Short task: According to the GPU acceleration guide, what is the minimum amount of VRAM required?

-- START Selected excerpt --

GPU Acceleration
Complete guide to GPU acceleration in DBX using CUDA.
Table of contents
- Overview
- Requirements
- Installation
- Basic Usage
- GPU Operations
- Hash Strategies
- Sharding Strategies
- PTX Persistent Kernel
- CUDA Stream Management
- SQL Integration
- Performance Tuning
- Benchmarking
- Troubleshooting
- Advanced Features
- Best Practices
- Next Steps
Overview
DBX provides optional CUDA-based GPU acceleration for analytical queries, offering significant performance improvements for large datasets.
Performance Gains
| Operation | Dataset Size | CPU Time | GPU Time | Speedup |
|---|---|---|---|---|
| SUM | 1M rows | 456.66µs | 783.36µs | 0.58x |
| Filter (>500K) | 1M rows | 2.06ms | 673.38µs | 3.06x |
| SUM | 10M rows | 4.5ms | 1.2ms | 3.75x |
| Filter | 10M rows | 20ms | 4.4ms | 4.57x |
| GROUP BY | 10M rows | 35ms | 12ms | 2.92x |
| Hash Join | 10M rows | 50ms | 18ms | 2.78x |
Note: GPU shows greater performance gains on larger datasets (>10M rows).
Requirements
Hardware
- NVIDIA GPU with CUDA Compute Capability 6.0+
- Minimum 2GB VRAM (4GB+ recommended)
- PCIe 3.0 x16 or better
Software
- CUDA Toolkit 12.x or later
- NVIDIA Driver 525.60.13+ (Linux) or 528.33+ (Windows)
- Rust 1.70+ with CUDA support
Installation
1. Install CUDA Toolkit
Linux:
# Ubuntu/Debian
wget https://developer.download.nvidia.com/compute/cuda/repos/ubuntu2204/x86_64/cuda-keyring_1.0-1_all.deb
sudo dpkg -i cuda-keyring_1.0-1_all.deb
sudo apt-get update
sudo apt-get install cuda-toolkit-12-3
Windows: Download and install from NVIDIA CUDA Downloads
2. Verify CUDA Installation
nvcc --version
nvidia-smi
3. Enable GPU Features in Cargo.toml
[dependencies]
dbx-core = { version = "0.0.6-beta", features = ["gpu"] }
4. Build with GPU Support
cargo build --features gpu --release
Basic Usage
Initialize GPU Manager
use dbx_core::Database;
fn main() -> dbx_core::DbxResult<()> {
let db = Database::open_in_memory()?;
// GPU manager is automatically initialized if available
if let Some(gpu) = db.gpu_manager() {
println!("GPU acceleration available!");
} else {
println!("GPU not available, using CPU");
}
Ok(())

-- END Selected excerpt --
-- START Data listing --

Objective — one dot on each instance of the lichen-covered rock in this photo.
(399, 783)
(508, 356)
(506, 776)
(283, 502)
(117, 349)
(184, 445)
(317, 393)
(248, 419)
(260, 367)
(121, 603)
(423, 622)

-- END Data listing --

Written response: 2GB of VRAM, with 4GB or more recommended.